** 課題の内容 **
次の(a)〜(c)が本文の内容と一致するかを「はい」か「いいえ」で答え、それぞれ判断の根拠となる本文の語句を正確に引用してください。(a) 脱着剤は、酸化作用を有する酸化剤を主成分とするものが好適である。(b) チオ硫酸塩は、還元剤として用いることができる無機化合物の一つとして挙げられている。(c) 還元剤として用いることができるアルデヒド類に、ホルムアルデヒドが含まれる。

式(1)の下限臨界溶液温度を有する有機化合物の下限臨界溶液温度は、作業性を考慮して20〜100℃、好ましくは40℃〜100℃の範囲にあるものが作業性良く使用できる。
【0026】
上記構成において、前記脱着剤が、還元作用を有する還元剤またはpH調整作用を有するpH調整剤を主成分とするものであると好適である。
例えば、還元剤として、水素化ホウ素塩、ホスホン酸塩、次亜燐酸塩、チオ硫酸塩、亜硫酸塩、亜二チオン酸塩から選ばれる無機化合物を用いることができる。また、還元剤として、ヒドラジン、エチレンジアミン、ウレア、チオウレア、ジメチルアミノボランから選ばれるアミン類、ジアミン類およびイミン類、ホルムアルデヒド、アセトアルデヒド、プロピオンアルデヒドから選ばれるアルデヒド類、メタンチオール、エタンチオール、プロパンチオールから選ばれるチオール類などの有機化合物を用いることができる。さらに、還元剤として、ハイドロキノン、タンニン酸、クエン酸、アスコルビン酸およびそれらのナトリウム塩、カリウム塩から選ばれる化合物を用いることができる。

** 提供資料 **

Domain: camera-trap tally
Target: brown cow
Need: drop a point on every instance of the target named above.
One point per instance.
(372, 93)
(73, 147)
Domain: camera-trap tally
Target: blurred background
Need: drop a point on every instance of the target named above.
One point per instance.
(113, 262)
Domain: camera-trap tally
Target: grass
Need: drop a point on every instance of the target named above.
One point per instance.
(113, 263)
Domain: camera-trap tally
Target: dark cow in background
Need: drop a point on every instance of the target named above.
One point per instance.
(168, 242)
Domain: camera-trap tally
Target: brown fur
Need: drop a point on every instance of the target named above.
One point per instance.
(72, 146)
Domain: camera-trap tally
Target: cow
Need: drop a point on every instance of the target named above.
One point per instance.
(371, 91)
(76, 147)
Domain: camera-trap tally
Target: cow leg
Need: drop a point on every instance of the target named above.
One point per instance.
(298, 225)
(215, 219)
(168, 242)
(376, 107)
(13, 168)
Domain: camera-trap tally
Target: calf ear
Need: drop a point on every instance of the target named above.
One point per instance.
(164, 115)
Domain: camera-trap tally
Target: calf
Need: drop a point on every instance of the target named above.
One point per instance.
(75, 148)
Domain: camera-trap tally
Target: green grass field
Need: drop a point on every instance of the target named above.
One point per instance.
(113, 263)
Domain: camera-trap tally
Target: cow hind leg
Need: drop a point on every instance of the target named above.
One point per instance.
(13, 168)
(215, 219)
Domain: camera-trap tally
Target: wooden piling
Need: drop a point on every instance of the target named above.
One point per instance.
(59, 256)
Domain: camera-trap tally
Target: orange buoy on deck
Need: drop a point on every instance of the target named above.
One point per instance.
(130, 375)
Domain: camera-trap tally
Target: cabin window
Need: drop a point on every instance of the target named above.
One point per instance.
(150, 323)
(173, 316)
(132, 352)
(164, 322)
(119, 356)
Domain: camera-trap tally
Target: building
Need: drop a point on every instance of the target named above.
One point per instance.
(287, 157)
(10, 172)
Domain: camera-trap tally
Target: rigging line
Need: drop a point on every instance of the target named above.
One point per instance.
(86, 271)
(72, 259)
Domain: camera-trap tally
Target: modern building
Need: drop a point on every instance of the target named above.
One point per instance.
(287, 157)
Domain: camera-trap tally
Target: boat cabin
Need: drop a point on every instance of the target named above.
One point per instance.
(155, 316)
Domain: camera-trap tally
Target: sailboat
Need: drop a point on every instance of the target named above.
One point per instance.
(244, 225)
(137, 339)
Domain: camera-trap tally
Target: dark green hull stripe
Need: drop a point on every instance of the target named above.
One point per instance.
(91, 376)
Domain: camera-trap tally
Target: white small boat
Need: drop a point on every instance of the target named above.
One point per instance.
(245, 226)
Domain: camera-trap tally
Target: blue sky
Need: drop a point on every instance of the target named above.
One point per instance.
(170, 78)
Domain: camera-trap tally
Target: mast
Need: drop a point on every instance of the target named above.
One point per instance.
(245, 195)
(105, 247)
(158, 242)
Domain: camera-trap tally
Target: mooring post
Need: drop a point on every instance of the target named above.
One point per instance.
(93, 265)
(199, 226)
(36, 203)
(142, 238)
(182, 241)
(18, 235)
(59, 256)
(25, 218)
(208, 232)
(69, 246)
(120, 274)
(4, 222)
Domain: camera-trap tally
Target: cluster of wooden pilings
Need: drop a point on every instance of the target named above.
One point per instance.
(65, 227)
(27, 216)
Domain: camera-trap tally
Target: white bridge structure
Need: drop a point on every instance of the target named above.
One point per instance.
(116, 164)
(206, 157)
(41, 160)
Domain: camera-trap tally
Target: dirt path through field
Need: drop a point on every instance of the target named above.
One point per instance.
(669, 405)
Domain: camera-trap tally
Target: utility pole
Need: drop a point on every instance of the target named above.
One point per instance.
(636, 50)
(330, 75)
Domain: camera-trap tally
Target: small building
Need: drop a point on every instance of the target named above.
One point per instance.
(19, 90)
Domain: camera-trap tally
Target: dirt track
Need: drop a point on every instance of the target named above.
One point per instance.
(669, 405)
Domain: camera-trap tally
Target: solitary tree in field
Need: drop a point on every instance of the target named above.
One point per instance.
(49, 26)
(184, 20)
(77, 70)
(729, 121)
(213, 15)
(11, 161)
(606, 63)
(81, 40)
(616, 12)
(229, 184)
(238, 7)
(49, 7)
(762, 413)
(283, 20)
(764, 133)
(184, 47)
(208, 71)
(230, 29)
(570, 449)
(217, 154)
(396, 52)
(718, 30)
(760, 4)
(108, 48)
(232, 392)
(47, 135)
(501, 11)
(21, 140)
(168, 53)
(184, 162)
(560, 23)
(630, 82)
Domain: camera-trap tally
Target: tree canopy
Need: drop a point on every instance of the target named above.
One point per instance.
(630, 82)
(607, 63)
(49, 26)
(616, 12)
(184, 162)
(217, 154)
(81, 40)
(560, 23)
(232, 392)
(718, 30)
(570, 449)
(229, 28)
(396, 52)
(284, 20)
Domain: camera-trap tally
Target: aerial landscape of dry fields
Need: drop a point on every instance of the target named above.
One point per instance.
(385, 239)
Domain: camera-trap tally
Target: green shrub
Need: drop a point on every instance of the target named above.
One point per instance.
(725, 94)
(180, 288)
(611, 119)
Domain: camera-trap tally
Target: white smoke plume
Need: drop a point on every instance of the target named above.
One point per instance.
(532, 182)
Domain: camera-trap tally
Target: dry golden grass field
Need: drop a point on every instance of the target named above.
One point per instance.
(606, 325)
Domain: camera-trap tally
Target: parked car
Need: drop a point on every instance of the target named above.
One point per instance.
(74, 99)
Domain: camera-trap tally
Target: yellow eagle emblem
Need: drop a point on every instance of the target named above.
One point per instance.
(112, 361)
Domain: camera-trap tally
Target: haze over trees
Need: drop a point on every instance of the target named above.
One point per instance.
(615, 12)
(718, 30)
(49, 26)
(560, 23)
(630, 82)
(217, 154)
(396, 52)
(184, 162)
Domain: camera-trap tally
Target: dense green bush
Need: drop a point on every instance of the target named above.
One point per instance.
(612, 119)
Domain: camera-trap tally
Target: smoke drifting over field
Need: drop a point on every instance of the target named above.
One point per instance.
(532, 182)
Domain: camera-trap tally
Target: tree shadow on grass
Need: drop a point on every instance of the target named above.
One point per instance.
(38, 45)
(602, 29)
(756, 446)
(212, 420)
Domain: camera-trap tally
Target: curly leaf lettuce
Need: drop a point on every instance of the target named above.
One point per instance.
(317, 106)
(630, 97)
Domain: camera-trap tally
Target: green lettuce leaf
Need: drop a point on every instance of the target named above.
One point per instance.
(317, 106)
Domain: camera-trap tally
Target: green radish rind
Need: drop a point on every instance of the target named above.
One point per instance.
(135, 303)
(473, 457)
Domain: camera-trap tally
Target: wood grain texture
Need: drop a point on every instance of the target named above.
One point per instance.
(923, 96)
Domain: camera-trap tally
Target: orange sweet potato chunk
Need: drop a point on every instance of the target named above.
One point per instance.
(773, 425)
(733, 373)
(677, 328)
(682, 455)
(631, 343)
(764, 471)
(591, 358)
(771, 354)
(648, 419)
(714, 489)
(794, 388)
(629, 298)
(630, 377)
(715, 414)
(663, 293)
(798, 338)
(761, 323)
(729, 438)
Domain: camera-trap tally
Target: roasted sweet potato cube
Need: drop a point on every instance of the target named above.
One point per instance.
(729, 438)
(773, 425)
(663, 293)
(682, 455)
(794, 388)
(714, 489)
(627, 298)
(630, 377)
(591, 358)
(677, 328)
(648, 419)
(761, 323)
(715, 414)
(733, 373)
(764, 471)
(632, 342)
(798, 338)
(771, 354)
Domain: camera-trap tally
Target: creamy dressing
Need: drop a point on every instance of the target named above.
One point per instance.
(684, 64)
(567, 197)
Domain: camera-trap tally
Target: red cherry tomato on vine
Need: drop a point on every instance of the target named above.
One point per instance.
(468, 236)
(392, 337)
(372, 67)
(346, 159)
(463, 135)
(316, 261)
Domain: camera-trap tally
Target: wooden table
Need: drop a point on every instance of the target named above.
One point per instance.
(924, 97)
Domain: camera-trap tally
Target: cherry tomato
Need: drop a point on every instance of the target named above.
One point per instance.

** 解答 **
(a) いいえ。「還元作用を有する還元剤またはpH調整作用を有するpH調整剤を主成分とするものであると好適である」
(b) はい。「水素化ホウ素塩、ホスホン酸塩、次亜燐酸塩、チオ硫酸塩、亜硫酸塩、亜二チオン酸塩から選ばれる無機化合物を用いることができる」
(c) はい。「ホルムアルデヒド、アセトアルデヒド、プロピオンアルデヒドから選ばれるアルデヒド類」